PASSAGE >>
____________

= Hybrid security =

Type of tradable financial asset

Hybrid securities are a broad group of securities that combine the characteristics of the two broader groups of securities, debt and equity.

Hybrid securities pay a predictable (either fixed or floating) rate of return or dividend until a certain date, at which point the holder has a number of options, including converting the securities into the underlying share.

Therefore, unlike with a share of stock (equity), the holder enjoys a predetermined (rather than residual) cash flow, and, unlike with a fixed interest security (debt), the holder enjoys an option to convert the security to the underlying equity. Other common examples include convertible and converting preference shares.

A hybrid security is structured differently than fixed-interest securities. While the price of some securities behaves more like that of fixed-interest securities, others behave more like the underlying shares into which they may convert.

==Examples==
- A convertible bond is a bond (i.e. a loan to the issuer) that can be converted into common shares of the issuer. A convertible bond can be valued as a combination of a straight bond and an option to purchase the company's stock.
- A redeemable, or callable, preferred stock confers the issuer to repurchase the stock at a preset price after a specified date, converting it to treasury stock. Therefore, if interest rates decline, the company has the flexibility to redeem the stock and subsequently re-issue it at a lower rate, reducing its cost of capital.
- A PIK loan may carry a detachable warrant (the right to purchase a certain number of shares of stock or bonds at a given price for a certain period of time) – the loan is the debt (Bond), while the warrant is the equity

==Important terms==
- Returns: Predictable dividend, often franked therefore possible tax advantage to the holder
- Capital price:
- Price moves in line with share price (fixed conversion terms e.g. 1 hybrid convert to 1 share)
- Bond like, price does not move in line with share price (variable conversion terms, face value (usually $100) convert to $100 worth of shares).

- Discount: A discount is usually offered to the share price at the time of conversion.

____________

LISTING >>
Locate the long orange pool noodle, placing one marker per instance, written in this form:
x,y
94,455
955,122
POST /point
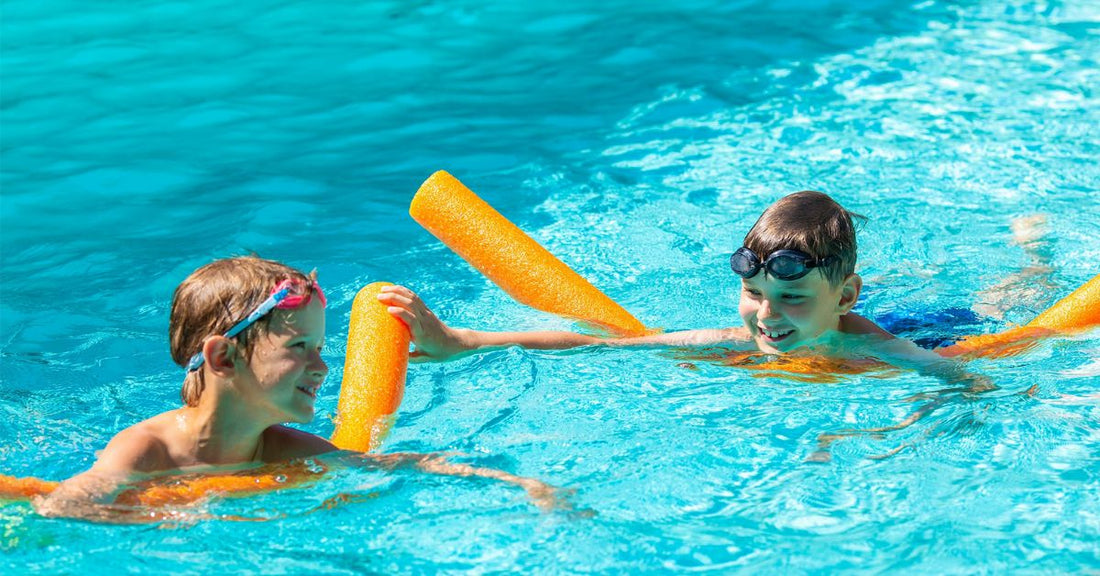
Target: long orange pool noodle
x,y
171,490
513,259
374,374
1078,311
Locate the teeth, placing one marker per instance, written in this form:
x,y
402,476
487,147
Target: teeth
x,y
774,334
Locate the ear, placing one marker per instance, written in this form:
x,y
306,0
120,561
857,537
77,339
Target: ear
x,y
220,354
849,294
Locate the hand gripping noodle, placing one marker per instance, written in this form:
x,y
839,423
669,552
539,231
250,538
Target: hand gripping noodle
x,y
510,258
1078,311
374,374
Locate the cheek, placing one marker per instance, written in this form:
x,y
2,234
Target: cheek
x,y
746,308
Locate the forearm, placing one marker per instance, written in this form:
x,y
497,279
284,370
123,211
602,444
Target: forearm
x,y
473,341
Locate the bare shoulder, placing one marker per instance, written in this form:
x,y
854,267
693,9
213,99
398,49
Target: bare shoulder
x,y
853,323
283,443
141,447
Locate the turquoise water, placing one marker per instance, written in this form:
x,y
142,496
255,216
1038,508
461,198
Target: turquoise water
x,y
636,141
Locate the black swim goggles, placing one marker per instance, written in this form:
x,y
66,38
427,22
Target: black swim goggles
x,y
782,264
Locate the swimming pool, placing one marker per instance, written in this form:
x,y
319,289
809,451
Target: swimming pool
x,y
638,144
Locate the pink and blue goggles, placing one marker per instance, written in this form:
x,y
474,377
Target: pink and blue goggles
x,y
287,295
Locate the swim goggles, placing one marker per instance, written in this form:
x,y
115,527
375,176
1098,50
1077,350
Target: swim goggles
x,y
287,295
782,264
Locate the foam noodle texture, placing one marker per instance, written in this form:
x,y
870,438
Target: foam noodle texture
x,y
510,258
1080,310
175,490
374,373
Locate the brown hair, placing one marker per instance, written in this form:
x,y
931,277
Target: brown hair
x,y
810,222
211,300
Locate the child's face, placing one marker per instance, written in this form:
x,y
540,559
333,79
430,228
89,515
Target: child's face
x,y
286,368
783,314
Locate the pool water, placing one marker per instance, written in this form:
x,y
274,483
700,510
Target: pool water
x,y
638,142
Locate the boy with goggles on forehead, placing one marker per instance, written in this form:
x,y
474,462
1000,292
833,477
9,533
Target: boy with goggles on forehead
x,y
249,334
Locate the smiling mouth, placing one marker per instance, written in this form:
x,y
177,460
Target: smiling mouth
x,y
774,335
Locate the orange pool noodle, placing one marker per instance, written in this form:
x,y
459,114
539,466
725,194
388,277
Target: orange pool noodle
x,y
12,488
513,259
1080,310
374,374
167,490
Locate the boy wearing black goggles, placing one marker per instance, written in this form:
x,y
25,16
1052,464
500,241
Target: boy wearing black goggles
x,y
805,245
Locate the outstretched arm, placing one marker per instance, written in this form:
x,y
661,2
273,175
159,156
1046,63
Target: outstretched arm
x,y
545,496
436,341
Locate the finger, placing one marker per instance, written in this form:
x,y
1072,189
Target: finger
x,y
403,314
403,290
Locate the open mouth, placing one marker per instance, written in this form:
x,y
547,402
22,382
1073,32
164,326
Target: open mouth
x,y
774,335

____________

AIM >> Pick up the hybrid security article at the point where it stops and continue writing it.

WRITTEN ANSWER >>
- Reset/resettable: At the reset date the terms of the security (dividend rate, next reset date) may change. The holder can elect to accept the new reset terms or convert into shares.
- Cumulative/non-cumulative This refers to the event of missed dividend payments.
- Cumulative: missed dividend payments are added to the next dividend payment.
- Non-cumulative: missed dividend payments are forgone.

- Redeemable/non-redeemable
- Redeemable: At certain times the holder may have the option to sell the securities back to the company at the face value/issue price.
- Non-redeemable / irredeemable: The company is not offering to buy the securities back.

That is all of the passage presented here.